What the task requires
Rewrite the listing beginning at the line with "Note to the class: find the green flower" and continuing through the line with "(668, 1159)", putting "withered grass stem" where "dried grass stalk" appears and keeping all else the same.

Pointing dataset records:
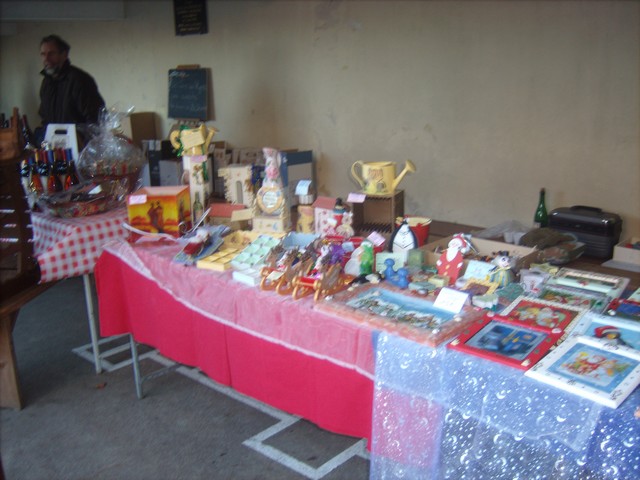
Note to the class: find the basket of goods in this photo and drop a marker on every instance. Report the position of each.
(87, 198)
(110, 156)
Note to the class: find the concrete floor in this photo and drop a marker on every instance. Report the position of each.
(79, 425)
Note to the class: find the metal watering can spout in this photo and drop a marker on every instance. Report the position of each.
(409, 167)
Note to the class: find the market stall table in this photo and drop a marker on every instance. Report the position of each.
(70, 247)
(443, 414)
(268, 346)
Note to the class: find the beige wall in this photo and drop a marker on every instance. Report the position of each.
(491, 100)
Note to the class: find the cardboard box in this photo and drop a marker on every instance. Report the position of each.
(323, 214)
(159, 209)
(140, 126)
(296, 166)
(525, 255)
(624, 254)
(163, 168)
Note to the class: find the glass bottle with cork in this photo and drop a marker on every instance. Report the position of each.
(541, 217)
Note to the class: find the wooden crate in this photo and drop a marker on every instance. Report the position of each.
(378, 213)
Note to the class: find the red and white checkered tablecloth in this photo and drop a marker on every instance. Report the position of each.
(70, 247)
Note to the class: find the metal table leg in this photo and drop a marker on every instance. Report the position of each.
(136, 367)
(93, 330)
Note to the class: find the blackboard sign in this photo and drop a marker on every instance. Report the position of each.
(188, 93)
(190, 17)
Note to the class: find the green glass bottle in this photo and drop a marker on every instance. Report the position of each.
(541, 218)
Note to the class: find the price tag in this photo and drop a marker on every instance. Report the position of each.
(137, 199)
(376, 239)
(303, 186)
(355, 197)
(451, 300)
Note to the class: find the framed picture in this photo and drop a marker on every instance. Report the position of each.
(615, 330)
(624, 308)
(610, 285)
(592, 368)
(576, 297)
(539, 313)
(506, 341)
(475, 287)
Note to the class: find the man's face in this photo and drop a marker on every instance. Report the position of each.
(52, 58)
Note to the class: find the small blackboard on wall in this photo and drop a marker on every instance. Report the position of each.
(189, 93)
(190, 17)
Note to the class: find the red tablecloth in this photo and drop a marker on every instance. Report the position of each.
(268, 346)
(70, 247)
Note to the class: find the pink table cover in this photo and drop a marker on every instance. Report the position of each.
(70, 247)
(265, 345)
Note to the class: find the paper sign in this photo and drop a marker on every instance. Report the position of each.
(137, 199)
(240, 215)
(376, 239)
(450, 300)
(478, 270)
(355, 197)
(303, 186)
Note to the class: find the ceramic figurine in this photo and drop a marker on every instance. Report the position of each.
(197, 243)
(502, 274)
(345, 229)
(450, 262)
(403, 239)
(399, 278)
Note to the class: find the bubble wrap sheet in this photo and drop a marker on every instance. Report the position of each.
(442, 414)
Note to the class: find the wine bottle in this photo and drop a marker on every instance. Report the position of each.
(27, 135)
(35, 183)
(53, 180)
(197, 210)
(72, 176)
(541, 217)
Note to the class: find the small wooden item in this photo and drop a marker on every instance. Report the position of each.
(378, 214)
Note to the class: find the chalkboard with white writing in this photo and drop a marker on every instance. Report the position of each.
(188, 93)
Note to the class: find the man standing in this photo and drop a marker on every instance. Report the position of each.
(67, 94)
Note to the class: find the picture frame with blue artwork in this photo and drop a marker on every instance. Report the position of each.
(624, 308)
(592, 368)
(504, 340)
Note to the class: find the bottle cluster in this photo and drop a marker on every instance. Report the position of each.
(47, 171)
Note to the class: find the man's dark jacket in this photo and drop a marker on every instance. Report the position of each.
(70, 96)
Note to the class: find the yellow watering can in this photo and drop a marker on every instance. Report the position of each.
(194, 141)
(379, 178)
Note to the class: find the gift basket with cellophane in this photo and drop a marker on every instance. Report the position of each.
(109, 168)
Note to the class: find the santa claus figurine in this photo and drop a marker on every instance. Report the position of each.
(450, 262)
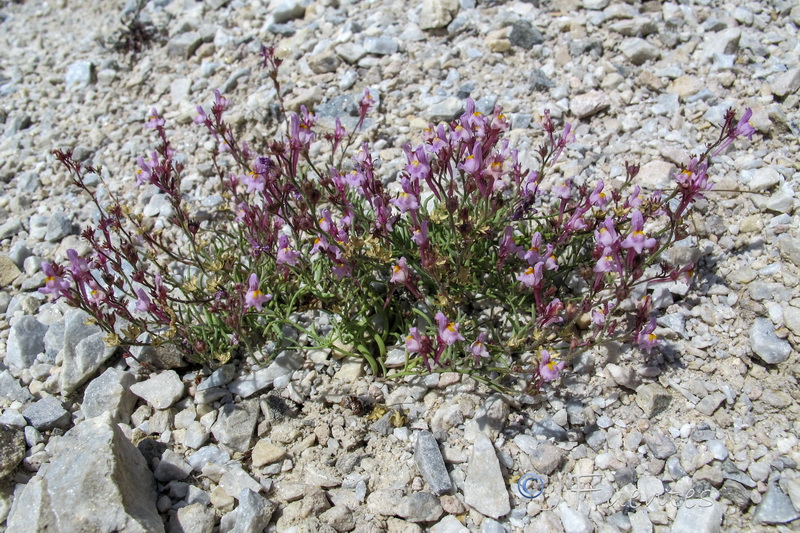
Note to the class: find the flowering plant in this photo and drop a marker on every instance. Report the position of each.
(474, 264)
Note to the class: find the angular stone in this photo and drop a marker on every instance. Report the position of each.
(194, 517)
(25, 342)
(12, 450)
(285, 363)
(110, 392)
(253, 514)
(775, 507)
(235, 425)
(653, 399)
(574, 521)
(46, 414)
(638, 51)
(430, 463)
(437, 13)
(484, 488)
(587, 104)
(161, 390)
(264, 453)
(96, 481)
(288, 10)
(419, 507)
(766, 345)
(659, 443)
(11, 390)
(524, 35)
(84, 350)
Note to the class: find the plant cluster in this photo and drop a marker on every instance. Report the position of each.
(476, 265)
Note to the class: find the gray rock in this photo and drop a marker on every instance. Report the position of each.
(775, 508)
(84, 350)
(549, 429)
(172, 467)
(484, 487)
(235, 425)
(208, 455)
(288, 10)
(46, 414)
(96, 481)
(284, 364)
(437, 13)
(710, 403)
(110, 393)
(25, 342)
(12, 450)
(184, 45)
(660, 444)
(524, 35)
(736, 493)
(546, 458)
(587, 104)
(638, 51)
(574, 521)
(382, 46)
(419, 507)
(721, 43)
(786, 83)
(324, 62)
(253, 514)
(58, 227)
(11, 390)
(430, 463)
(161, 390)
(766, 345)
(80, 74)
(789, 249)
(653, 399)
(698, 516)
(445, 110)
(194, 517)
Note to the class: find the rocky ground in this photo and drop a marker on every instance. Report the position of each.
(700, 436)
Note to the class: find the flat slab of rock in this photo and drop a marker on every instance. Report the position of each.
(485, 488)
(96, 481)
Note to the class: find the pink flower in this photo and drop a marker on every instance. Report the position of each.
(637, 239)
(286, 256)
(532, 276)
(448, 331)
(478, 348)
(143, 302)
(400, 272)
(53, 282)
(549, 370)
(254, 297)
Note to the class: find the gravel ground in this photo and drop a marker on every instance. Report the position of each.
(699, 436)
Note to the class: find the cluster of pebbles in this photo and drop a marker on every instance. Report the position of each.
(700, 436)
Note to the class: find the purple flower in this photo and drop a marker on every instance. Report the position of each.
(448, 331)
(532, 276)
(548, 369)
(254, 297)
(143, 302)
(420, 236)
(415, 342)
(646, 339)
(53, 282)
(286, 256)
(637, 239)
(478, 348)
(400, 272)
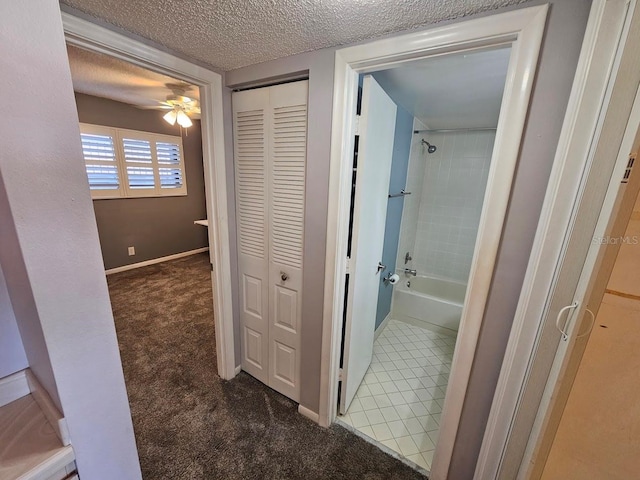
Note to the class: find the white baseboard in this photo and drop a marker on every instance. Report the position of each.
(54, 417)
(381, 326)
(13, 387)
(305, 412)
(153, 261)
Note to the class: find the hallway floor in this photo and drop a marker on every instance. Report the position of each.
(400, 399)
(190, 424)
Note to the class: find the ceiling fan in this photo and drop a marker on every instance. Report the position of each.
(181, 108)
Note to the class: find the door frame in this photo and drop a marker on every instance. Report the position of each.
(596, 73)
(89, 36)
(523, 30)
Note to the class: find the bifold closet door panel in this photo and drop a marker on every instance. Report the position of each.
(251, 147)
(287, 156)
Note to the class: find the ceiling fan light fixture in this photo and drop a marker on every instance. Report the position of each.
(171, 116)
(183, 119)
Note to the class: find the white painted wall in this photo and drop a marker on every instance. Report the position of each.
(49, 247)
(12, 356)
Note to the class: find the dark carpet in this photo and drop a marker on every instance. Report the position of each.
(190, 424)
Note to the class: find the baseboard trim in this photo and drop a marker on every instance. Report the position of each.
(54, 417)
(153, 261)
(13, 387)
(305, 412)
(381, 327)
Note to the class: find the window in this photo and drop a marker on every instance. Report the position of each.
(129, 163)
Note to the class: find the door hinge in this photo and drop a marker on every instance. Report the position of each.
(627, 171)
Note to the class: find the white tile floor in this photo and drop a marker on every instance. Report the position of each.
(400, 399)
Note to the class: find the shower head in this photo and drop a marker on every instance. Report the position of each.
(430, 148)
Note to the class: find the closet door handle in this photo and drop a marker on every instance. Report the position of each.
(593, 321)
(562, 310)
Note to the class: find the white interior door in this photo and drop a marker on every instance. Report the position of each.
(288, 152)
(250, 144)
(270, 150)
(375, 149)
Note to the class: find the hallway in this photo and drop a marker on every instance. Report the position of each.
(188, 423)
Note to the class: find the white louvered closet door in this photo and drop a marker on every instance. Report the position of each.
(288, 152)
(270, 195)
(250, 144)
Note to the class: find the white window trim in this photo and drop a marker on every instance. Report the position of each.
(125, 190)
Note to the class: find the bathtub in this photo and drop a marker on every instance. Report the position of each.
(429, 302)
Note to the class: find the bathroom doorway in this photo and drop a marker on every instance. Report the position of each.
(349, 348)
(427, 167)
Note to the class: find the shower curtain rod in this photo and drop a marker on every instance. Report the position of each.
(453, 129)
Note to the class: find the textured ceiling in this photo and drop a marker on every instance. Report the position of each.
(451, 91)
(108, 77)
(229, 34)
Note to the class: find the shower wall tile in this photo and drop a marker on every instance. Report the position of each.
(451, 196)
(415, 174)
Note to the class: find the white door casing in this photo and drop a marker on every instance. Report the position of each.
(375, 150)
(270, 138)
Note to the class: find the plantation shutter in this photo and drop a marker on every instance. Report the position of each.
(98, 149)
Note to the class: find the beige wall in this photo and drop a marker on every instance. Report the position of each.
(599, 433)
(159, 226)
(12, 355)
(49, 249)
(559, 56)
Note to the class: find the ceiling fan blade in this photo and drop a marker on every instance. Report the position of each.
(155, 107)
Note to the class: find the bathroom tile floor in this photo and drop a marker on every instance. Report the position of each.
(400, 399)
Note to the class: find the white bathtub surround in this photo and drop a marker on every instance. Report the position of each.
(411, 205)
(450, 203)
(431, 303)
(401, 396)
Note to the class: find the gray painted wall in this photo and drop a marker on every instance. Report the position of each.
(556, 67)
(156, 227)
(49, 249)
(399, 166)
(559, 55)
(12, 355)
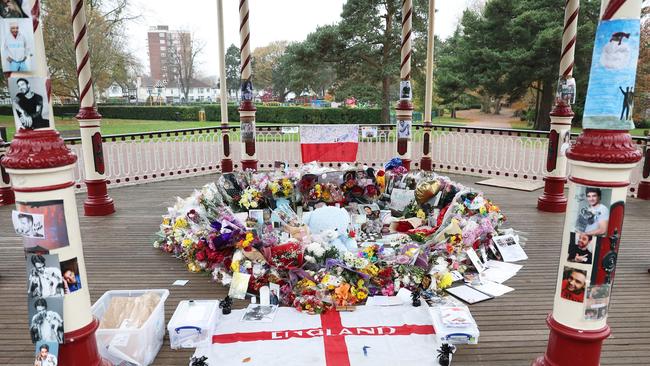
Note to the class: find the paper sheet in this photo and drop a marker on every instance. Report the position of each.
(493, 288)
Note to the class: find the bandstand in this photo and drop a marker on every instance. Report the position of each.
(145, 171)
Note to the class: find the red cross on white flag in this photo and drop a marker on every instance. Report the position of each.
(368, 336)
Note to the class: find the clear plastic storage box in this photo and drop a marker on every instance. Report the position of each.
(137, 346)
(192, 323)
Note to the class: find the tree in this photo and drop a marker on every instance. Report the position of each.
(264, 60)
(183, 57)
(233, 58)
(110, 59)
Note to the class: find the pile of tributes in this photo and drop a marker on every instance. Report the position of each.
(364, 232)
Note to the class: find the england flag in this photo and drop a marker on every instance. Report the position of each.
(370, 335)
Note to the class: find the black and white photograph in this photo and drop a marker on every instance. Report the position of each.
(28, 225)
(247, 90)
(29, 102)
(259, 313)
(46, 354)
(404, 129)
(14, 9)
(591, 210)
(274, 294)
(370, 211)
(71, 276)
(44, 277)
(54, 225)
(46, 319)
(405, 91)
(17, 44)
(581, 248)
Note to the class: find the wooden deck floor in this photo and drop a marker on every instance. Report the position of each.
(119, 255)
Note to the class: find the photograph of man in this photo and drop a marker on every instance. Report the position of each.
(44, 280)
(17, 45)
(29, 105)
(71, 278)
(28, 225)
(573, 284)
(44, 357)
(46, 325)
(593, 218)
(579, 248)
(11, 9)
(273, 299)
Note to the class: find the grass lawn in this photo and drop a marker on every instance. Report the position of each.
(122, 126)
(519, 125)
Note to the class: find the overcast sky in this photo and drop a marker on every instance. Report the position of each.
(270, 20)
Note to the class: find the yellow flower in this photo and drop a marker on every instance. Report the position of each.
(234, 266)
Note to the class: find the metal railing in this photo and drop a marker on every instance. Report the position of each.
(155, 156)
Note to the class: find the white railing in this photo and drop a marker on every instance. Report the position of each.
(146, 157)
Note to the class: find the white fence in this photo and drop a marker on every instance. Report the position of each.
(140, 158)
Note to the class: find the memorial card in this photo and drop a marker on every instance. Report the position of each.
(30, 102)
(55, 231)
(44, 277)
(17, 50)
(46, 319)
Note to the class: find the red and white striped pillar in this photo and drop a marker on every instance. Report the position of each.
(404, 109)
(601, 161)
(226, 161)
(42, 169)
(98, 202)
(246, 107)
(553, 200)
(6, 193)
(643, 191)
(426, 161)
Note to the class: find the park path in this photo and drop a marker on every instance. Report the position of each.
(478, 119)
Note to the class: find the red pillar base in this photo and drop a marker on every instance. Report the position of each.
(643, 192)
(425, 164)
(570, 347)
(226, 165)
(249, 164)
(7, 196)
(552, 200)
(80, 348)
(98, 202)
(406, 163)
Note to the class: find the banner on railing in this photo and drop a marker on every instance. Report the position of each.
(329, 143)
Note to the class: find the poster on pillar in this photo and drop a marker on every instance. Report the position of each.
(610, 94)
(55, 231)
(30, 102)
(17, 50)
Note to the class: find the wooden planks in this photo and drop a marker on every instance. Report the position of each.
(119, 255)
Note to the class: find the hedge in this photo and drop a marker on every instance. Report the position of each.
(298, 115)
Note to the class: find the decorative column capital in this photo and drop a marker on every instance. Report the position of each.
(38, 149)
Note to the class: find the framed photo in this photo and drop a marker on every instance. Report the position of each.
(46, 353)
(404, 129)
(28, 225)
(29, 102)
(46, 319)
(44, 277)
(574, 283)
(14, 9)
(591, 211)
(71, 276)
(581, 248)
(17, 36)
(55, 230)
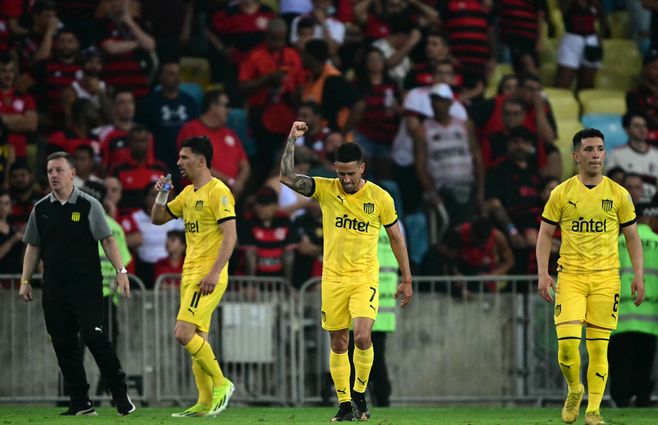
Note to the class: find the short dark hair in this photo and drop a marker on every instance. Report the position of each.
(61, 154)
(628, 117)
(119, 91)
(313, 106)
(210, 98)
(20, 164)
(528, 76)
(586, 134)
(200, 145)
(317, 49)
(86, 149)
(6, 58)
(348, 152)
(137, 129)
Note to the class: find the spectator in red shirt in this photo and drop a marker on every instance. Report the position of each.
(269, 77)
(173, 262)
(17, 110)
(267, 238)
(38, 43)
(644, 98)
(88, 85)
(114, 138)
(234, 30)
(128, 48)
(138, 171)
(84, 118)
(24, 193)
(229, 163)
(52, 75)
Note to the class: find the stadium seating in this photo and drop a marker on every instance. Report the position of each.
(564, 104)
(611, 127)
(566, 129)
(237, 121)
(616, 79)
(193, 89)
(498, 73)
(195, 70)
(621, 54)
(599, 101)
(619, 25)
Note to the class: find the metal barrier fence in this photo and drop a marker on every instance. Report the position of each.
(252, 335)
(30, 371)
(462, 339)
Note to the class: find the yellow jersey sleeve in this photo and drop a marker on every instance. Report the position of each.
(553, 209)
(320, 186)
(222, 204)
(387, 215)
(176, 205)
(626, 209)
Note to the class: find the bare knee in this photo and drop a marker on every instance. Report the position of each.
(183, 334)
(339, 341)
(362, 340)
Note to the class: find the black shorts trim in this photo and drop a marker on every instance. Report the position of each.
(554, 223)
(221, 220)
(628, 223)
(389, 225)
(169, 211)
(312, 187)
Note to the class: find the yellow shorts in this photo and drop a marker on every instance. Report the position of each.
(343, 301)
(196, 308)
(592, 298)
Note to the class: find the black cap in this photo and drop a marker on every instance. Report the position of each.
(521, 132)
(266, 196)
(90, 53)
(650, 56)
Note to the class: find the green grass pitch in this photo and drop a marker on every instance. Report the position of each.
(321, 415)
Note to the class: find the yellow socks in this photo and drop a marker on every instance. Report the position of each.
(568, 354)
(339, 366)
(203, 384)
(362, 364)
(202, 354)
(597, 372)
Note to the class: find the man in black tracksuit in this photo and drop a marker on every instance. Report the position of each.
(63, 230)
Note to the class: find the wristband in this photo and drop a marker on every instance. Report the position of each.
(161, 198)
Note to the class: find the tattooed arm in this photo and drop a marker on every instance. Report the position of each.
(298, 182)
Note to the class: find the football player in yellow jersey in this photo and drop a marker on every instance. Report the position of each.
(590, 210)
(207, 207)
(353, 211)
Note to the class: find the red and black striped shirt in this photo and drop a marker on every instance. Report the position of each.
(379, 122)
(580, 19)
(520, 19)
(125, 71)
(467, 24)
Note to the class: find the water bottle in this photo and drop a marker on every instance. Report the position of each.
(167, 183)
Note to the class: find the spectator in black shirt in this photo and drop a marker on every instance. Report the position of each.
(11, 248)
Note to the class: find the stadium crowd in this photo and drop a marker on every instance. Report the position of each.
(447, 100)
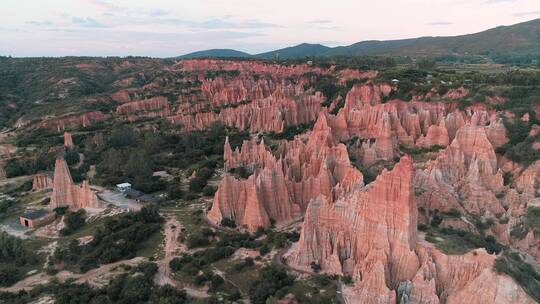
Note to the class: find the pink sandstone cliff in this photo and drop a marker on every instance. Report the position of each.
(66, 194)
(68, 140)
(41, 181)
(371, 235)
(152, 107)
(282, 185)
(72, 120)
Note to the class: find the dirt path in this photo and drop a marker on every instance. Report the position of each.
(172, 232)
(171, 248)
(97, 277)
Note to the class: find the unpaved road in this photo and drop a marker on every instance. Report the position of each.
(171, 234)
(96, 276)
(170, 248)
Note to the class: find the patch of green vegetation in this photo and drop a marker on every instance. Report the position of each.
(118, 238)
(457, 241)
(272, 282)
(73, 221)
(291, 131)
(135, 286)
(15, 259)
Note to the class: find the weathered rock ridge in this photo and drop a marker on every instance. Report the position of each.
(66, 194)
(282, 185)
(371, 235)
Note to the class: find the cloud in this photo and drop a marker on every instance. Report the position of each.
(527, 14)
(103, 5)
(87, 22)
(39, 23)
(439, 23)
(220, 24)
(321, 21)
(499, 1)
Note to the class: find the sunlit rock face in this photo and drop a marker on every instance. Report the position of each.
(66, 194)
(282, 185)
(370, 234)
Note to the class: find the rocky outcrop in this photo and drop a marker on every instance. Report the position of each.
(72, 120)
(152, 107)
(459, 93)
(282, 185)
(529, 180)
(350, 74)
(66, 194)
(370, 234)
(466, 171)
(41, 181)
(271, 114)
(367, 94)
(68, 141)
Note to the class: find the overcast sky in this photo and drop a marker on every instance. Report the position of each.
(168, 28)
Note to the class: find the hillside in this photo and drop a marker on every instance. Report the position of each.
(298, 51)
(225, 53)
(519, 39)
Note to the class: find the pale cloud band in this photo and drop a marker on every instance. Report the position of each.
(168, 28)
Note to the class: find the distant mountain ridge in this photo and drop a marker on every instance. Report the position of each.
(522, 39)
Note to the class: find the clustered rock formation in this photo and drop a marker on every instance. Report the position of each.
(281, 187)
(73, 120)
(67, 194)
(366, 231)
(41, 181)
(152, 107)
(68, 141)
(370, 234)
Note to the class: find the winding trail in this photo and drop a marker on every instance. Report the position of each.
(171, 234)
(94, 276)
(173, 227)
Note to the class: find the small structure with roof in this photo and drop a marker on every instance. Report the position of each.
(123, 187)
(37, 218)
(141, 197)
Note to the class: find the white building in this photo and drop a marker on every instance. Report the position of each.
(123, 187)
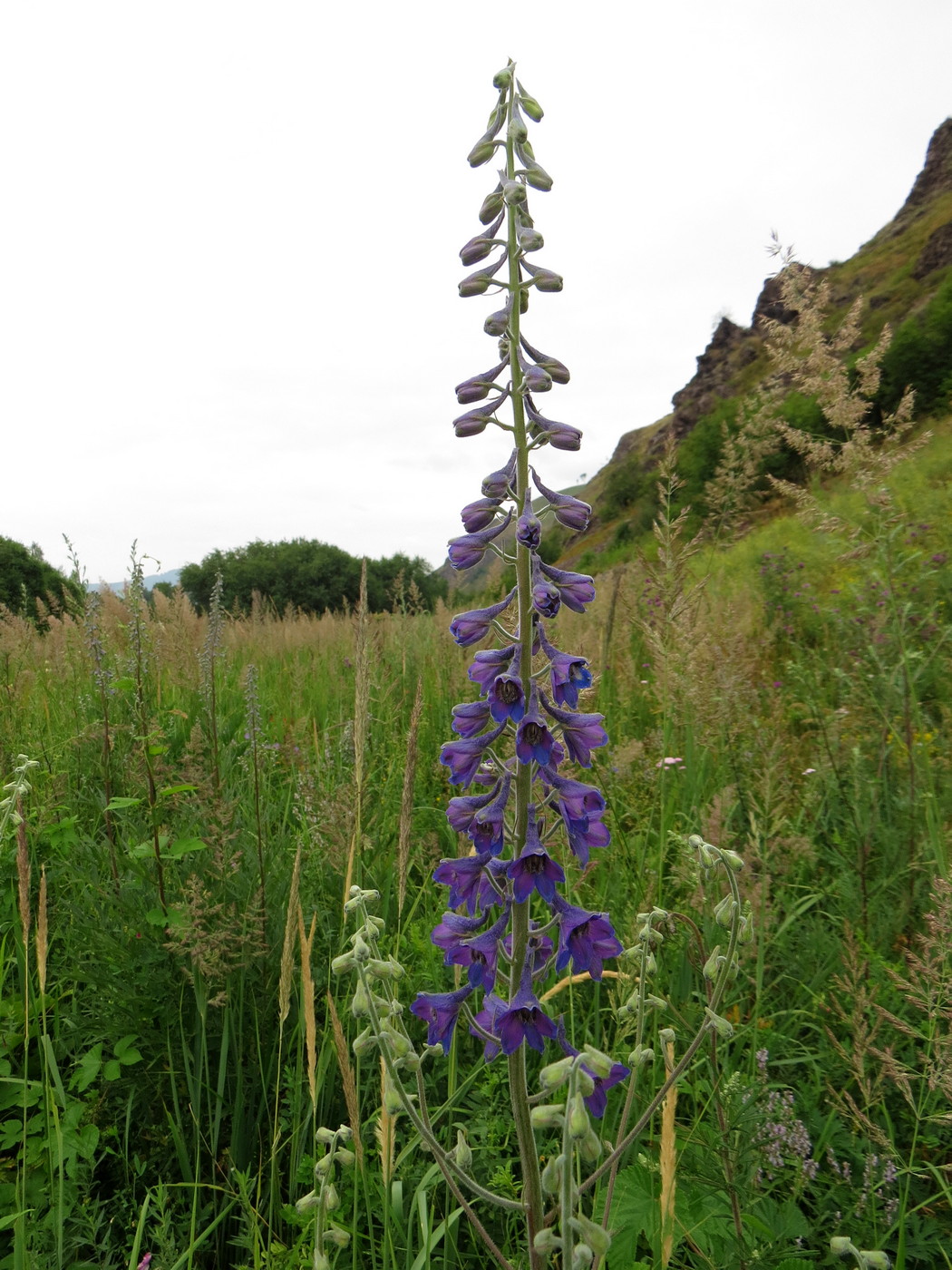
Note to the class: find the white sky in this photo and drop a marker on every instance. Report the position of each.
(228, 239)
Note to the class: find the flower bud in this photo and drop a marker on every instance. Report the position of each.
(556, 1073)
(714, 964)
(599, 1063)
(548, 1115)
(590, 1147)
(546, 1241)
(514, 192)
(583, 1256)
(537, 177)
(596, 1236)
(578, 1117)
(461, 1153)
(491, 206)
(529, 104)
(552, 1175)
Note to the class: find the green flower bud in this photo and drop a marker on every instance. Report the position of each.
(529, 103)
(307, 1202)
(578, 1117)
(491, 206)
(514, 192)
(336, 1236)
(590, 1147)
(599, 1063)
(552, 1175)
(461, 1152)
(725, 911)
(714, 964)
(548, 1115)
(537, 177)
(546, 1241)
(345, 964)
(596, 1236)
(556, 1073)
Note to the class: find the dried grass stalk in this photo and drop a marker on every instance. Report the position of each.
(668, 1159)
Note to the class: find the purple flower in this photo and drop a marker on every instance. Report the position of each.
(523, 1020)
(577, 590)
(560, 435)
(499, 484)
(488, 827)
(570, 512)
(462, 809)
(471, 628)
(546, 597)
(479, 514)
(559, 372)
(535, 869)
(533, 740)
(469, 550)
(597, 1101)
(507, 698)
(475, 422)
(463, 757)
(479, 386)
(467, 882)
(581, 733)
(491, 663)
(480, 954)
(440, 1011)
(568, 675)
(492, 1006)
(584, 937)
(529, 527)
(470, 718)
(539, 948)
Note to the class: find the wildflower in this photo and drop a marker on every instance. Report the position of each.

Exercise result
Note to the class: find the green flower bud in this photo and drop a marker on every instance. Report the position of each.
(529, 103)
(307, 1202)
(578, 1117)
(491, 206)
(514, 192)
(336, 1236)
(590, 1147)
(599, 1063)
(552, 1175)
(461, 1152)
(725, 911)
(714, 964)
(548, 1115)
(537, 177)
(546, 1241)
(345, 964)
(596, 1236)
(556, 1073)
Note to the class: find the withered grass stem in this photo and drop a marker on every instance. Report the position of each.
(668, 1159)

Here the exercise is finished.